Selection:
(begin)
Geneva was beautiful during the day. It was warm and sunny and I took lots of pictures, most of which were terrible.

geneva

geneva (i actually had to edit this because it was really, really terrible)

After a long day of sightseeing, we had dinner and looked for a bar where we could have a drink. We found nothing except a bunch of leering men and closed up shops. I guess we just didn’t know where to go. We ended up going back to the hostel. In the morning, I woke up and made my way to the train station alone. (Molly hadn’t been able to get a ticket on that train). I read my book the whole way back and returned to Paris in time to meet my friend Chris in the afternoon.

My friend Chris’s band was playing a show that Saturday I returned from Geneva. I met him in a Metro station. I was super late because I accidentally took the longest route possible and I felt really badly about that. We found a little cafe where we caught up. I told him about how homesick I’d been. He told me about how the tour had been going so far. We parted ways when it was time for him to get ready for the show.

I met up with Molly and Katie and we traveled together to the concert venue – La Maroquinerie – in the twentieth, where I had never been before. Jill met us at the venue and told us her horror story of getting back to Paris the day before while we waited for the band to go on. She’d waited at the first train station inside the border for hours and was in bad shape when she got to Paris, where Katie met her at Le Cristal for drinks.

at la maroquinerie (photo credit: katie)

at la maroquinerie (photo credit: katie)

The show was a lot of fun and the Parisian crowd eventually got into the band, which I was happy to see. Afterward, we all (minus Jill, who wanted to get home before the Metro stopped running) piled in the tour van with the band and this guy who worked for a – depending on what scene you’re in – pretty famous blog based in Paris. This dude was going to take us out around Paris. The band’s British tour manager was driving. Immediately, we got stuck in a bunch of traffic, on our way to wherever we were going. A bottle of Jack and some pizza were being passed around the van. Molly said she felt sick.

“I need to go home,” she said. She opened the door to the van and got out, in the middle of traffic, running into the Metro station across the street.

“Where is she going? Where is Molly?” asked our French tour guide.

Katie and I tried texting her, but she was already out of reach.

“Where is Molly?” became the theme of the night. Everywhere we went, someone would cry out, “Where is Molly?” I got very drunk. Drunker than I expected. We went to some sort of dance party at the bottom of what I thought was a museum. I actually have no idea if it was a museum. It could have been a hotel. Also, it wasn’t really a dance party. It was more like three Swedish-looking DJs and a couple of random people. One of the guys in the band started a dance circle. Everyone took turns dancing in the middle. Well, I didn’t. But that’s because I still am a little bit self-conscious even when I’m drunk.

We ended up at some cafe, where I had another beer that I didn’t need. We said goodbye to Chris across the street from Père Lachaise. Katie and I shared a cab back to her apartment. I slept on the floor with a coat for a blanket. In the morning, I let myself out of Katie and Molly’s room and walked home.

Something About London

Today I am taking a break from writing about Paris to write a tiny little bit about another city – London, which I have visited exactly one time, when I was twelve. Even at that age, I was an Anglophile. On the plane ride over, when I wasn’t watching Stuart Little or slapping away my mom, who sunk her nails into my arm every time we hit turbulence, I was happily reading Alison Weir’s The Six Wives of Henry VIII and literally freaking out inside my little brain because I was finally, finally going to London.
(end)
Records from a pointing dataset
(begin)
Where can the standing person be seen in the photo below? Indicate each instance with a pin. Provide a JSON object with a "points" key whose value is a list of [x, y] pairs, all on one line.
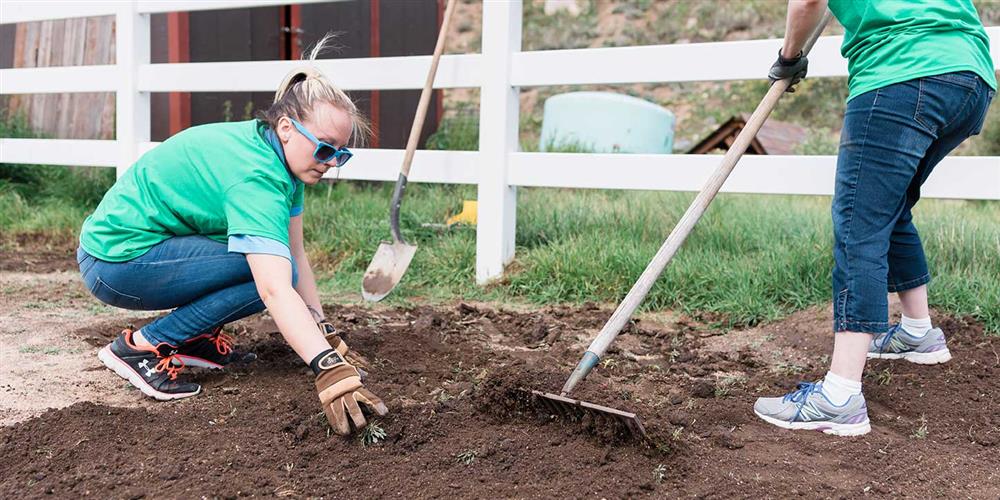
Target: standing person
{"points": [[209, 223], [921, 81]]}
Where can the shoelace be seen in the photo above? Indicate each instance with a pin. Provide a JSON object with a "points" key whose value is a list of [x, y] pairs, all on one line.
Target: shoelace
{"points": [[803, 390], [166, 364], [223, 343], [888, 337]]}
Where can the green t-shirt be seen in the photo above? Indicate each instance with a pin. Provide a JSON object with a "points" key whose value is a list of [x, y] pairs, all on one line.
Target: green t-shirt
{"points": [[214, 180], [892, 41]]}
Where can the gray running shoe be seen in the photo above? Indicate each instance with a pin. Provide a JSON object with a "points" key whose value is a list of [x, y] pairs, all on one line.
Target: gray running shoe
{"points": [[898, 344], [807, 408]]}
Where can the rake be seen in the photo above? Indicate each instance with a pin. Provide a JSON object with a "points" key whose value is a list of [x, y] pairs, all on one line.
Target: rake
{"points": [[563, 406]]}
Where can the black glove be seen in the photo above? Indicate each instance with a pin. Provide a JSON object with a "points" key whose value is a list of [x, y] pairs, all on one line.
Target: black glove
{"points": [[794, 68]]}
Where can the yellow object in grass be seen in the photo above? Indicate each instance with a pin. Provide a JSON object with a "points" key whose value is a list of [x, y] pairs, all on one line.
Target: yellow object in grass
{"points": [[467, 215]]}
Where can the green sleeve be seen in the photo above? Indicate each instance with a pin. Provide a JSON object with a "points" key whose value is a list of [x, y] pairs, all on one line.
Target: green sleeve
{"points": [[257, 207], [298, 199]]}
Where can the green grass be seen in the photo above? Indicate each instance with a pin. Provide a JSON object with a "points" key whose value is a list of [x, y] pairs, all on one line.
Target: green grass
{"points": [[750, 259]]}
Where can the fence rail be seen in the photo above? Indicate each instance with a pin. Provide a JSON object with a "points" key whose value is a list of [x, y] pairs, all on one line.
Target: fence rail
{"points": [[498, 71]]}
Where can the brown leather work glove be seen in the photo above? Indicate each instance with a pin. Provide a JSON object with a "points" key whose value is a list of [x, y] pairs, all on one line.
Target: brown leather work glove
{"points": [[340, 390]]}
(end)
Given instruction A:
From the travel account above the items, list the first names of the narrator's friends who appear in the Geneva and Paris part.
Given instruction B:
Pick up the travel account where its text stops and carry the London section forward.

Written response A:
Molly, Chris, Katie, Jill

Written response B:
text from my dad: "view from restaurant where we are having lunch - looking down on leadenhall market"

text from my dad: “view from restaurant where we are having lunch – looking down on leadenhall market”

My parents lived in London for about a year after they got married and moved back to New York about two months before I was born. My dad still traveled to London a good deal when I was a kid. I don’t want to say a lot because I don’t want to make it sound like my dad wasn’t around when I was growing up, but in my memory it feels like he was there a lot, probably because his trips sometimes lasted for weeks. I remember when I was very young, about four or five, my dad brought me back a Siberian tiger stuffed animal from London. I loved it so much, because I loved stuffed animals and my dad gave it to me and I got to say that it was from London, which was very exciting. I bring this up because that was also probably one of the last times that I wasn’t absolutely terrified every time my dad flew to London for business. Before I flew overseas myself, I cried every time I knew my dad was leaving because I was convinced his plane would crash. My dad would console me by telling me that flying was safer than driving, which was also terrifying because then I would think about how I got in a car every day. Anyway.  By the time I was twelve, I had gotten over this fear of flying – but only sort of because I totally sat with rosary beads on my lap for the entire flight to London – and I was super excited to be seeing a city that had loomed so large in my imagination for my whole life.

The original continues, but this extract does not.